* EXERCISE
Could you copy every line of the data that contains "butterfly"?

(Stored records)
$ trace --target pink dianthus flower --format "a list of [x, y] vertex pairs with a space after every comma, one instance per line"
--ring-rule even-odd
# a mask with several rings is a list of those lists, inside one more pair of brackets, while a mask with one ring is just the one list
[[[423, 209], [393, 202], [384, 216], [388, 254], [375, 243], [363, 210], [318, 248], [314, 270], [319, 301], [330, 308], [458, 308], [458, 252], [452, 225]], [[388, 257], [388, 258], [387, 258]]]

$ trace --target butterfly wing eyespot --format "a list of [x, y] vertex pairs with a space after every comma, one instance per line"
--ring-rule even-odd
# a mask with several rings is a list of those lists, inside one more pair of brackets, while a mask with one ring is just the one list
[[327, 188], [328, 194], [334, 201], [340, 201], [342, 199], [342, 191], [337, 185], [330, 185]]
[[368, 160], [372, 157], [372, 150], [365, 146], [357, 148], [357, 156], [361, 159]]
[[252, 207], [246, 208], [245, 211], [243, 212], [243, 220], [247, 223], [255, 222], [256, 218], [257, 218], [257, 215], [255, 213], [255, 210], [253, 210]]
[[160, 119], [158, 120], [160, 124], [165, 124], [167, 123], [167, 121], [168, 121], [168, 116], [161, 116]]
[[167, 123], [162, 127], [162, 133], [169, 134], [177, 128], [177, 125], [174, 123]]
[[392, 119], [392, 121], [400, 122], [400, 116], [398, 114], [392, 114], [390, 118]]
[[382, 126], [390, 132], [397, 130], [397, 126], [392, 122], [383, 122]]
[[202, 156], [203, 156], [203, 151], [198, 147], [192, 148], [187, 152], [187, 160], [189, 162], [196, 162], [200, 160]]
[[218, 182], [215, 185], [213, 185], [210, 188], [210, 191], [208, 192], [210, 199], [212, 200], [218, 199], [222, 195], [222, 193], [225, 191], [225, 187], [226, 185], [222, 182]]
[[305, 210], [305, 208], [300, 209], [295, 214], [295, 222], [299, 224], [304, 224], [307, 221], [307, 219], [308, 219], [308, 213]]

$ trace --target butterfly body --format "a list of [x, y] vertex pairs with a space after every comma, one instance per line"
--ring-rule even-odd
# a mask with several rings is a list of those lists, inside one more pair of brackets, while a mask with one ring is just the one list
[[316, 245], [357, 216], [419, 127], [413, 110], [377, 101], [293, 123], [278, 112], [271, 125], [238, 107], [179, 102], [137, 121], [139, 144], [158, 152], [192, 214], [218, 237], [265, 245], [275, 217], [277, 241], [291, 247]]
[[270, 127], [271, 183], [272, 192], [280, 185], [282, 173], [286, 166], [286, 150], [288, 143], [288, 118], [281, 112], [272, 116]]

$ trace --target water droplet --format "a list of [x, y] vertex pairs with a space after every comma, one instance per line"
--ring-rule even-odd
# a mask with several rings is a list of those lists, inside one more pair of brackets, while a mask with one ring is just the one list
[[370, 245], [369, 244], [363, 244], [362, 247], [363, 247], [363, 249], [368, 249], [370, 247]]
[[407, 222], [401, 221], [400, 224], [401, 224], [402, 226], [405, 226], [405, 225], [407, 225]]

* WRITTEN ANSWER
$ trace --target butterfly wing eyespot --format "a list of [x, y] vertex pairs with a space after every comma, one instance per line"
$ trace --target butterfly body --format "a list of [x, y] vertex pairs with a space after every comma, one instance per line"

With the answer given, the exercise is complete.